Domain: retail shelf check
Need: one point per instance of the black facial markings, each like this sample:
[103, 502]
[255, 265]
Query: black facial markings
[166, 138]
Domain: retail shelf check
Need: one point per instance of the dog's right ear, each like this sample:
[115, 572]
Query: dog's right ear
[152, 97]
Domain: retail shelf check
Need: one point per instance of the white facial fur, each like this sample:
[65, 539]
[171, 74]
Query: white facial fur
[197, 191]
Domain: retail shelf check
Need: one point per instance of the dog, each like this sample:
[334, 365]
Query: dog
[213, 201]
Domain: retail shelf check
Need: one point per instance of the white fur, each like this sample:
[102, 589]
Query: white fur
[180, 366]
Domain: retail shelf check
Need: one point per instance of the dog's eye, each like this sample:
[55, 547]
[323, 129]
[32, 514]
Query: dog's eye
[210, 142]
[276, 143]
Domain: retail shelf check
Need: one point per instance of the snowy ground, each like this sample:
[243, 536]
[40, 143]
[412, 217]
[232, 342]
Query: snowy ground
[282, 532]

++++++

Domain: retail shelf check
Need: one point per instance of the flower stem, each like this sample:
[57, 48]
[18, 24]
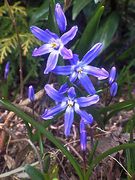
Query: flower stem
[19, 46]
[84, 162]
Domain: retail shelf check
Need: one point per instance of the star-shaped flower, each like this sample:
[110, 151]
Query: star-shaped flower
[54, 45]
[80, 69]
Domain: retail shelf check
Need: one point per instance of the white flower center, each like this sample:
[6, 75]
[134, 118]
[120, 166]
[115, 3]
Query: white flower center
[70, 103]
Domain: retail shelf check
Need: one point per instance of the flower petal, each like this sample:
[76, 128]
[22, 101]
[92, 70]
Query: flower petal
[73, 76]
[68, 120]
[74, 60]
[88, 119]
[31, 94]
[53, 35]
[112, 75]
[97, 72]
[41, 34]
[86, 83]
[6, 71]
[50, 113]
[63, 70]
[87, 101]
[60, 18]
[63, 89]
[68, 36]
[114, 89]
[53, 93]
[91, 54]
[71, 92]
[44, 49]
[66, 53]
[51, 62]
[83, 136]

++++++

_WRITTEN PROBLEM_. How many lines in the rows above contain the word "markings"? Reply with the number alone.

_RESPONSE TO THIS EXERCISE_. 2